[WHAT NEEDS TO BE DONE]: Reproduce the records below word for word, covering the stretch from the start of the records through the line that contains "620;188;1001;257".

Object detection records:
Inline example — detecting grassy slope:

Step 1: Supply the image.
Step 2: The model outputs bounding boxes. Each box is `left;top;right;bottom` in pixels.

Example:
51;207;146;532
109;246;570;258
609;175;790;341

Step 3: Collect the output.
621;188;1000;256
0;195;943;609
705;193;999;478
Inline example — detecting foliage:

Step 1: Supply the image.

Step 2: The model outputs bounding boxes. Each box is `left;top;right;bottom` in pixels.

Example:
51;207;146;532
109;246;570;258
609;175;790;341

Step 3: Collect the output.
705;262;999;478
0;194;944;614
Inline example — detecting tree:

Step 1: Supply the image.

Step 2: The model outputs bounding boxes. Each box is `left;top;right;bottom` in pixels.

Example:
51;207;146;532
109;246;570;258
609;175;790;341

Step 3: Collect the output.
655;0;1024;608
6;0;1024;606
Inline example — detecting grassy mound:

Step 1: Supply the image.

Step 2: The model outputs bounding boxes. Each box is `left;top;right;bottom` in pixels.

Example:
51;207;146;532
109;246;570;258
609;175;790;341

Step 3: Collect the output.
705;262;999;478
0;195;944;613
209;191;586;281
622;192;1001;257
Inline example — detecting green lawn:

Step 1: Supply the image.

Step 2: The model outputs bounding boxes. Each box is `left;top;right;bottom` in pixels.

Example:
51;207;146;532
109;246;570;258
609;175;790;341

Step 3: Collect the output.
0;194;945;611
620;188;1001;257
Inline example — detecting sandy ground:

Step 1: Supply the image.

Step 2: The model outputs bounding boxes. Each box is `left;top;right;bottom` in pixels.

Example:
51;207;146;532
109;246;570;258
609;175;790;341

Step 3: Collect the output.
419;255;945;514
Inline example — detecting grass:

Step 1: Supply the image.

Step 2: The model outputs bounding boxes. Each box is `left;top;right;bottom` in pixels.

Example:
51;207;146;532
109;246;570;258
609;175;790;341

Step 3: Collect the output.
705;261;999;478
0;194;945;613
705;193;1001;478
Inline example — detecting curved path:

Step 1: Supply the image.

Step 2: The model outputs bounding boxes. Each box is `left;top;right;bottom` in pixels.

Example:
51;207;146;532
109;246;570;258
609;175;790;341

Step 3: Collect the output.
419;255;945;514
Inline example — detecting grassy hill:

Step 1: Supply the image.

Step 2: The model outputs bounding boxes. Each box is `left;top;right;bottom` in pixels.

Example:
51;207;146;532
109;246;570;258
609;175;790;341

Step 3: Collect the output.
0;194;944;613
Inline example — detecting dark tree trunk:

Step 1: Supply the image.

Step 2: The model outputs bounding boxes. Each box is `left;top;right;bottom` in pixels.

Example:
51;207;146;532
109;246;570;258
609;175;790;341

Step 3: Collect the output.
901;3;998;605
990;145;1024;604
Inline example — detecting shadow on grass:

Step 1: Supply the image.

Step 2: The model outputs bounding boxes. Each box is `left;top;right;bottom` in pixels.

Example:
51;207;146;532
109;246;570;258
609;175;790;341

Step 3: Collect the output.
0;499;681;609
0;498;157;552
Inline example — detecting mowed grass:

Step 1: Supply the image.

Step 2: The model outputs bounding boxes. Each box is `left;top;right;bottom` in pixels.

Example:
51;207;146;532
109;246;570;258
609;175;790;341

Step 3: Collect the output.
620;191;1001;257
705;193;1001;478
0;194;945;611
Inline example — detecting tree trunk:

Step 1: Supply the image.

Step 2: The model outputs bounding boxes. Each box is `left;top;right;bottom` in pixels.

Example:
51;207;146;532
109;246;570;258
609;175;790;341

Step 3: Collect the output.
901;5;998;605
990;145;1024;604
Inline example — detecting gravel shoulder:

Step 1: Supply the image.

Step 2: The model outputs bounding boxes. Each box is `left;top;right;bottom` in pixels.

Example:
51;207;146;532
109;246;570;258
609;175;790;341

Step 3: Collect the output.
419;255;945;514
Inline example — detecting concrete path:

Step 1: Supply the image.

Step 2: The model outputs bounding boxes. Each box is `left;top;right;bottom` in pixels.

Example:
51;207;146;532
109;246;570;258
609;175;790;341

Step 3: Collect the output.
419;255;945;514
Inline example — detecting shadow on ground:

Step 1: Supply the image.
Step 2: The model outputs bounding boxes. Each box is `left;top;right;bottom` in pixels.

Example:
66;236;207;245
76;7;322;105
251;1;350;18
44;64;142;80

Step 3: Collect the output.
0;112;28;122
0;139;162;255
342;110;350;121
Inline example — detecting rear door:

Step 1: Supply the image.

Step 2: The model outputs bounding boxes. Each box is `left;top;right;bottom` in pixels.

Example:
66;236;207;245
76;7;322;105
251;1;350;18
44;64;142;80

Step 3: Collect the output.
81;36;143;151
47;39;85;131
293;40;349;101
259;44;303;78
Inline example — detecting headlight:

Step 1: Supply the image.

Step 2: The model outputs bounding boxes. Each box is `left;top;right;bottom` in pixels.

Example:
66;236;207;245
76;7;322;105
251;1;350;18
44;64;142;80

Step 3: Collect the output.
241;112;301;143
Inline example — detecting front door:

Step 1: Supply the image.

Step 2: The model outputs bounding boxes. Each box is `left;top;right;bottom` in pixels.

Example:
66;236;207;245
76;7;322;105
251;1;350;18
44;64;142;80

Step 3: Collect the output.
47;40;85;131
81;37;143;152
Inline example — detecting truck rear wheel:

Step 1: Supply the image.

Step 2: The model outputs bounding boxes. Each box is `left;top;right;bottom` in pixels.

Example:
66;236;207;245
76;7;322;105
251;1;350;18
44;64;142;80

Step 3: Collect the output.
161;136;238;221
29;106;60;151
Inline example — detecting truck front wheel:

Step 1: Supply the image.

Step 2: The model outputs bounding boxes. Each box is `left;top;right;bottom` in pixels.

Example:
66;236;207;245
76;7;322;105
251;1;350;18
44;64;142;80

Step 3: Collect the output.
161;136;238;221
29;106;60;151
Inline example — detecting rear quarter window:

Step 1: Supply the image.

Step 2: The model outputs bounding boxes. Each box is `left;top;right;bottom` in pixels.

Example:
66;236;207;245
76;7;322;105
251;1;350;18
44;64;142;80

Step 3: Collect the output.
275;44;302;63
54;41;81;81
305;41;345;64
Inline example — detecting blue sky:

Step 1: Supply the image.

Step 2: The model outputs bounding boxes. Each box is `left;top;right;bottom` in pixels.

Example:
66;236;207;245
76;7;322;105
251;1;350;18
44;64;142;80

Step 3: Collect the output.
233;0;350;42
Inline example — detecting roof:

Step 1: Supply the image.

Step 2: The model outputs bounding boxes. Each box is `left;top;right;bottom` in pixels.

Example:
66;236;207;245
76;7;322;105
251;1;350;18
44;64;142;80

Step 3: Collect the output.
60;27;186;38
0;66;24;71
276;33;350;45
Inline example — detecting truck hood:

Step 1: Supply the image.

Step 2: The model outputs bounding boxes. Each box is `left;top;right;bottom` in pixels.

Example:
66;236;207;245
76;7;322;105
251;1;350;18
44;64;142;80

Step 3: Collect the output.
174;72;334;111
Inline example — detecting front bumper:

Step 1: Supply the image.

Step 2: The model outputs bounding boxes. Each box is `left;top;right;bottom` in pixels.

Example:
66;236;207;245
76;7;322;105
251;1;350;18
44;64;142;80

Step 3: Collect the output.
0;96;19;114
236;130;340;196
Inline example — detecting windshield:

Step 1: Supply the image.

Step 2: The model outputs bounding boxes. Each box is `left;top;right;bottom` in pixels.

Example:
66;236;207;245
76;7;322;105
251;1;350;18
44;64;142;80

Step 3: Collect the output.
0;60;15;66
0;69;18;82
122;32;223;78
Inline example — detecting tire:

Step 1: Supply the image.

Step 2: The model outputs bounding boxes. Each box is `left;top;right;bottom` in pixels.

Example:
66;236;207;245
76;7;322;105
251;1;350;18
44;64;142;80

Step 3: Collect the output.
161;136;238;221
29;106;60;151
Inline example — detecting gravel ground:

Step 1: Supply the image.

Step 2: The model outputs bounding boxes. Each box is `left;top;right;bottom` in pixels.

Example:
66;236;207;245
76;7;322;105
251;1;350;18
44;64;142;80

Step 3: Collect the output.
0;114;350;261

[OUTPUT OF THE TASK]:
Inline example — detecting grassy slope:

Step 1: Supply the image.
Step 2: The model outputs bounding boxes. Each box is `left;top;right;bottom` in pixels.

Example:
51;207;146;532
109;246;570;258
609;175;790;341

Step 3: Collect the output.
621;188;1000;256
0;195;943;609
705;193;999;478
Inline example — detecting foliage:

Step 1: Supply the image.

Step 2: The model outputs bounding boxes. Each box is `left;top;right;bottom` in pixels.

Example:
51;207;146;532
109;246;570;258
609;175;790;341

Step 3: Collect the output.
705;262;999;478
0;194;944;614
Inline example — detecting tree:

Step 1: Supply the image.

Step 2: The model outputs bounding boxes. Each box is `left;top;right;bottom` in pixels.

Example:
51;207;146;532
109;246;570;258
609;175;790;341

Step 3: Collect the output.
655;0;1024;608
6;0;1024;606
Inline example — detecting grassy mound:

Step 1: Supply the image.

Step 2: The model outputs bounding boxes. Each box is `left;top;right;bottom` in pixels.

Example:
51;207;146;532
109;246;570;258
609;175;790;341

Step 3: Collect the output.
705;262;999;478
0;195;944;613
209;191;586;281
622;192;1001;257
Inline example — detecting green lawn:

Step 1: Supply the image.

Step 2: The model outputs bounding boxes. Each box is `left;top;right;bottom` in pixels.

Example:
51;207;146;532
109;246;570;258
609;175;790;341

Step 3: Collect the output.
0;194;945;611
620;188;1001;257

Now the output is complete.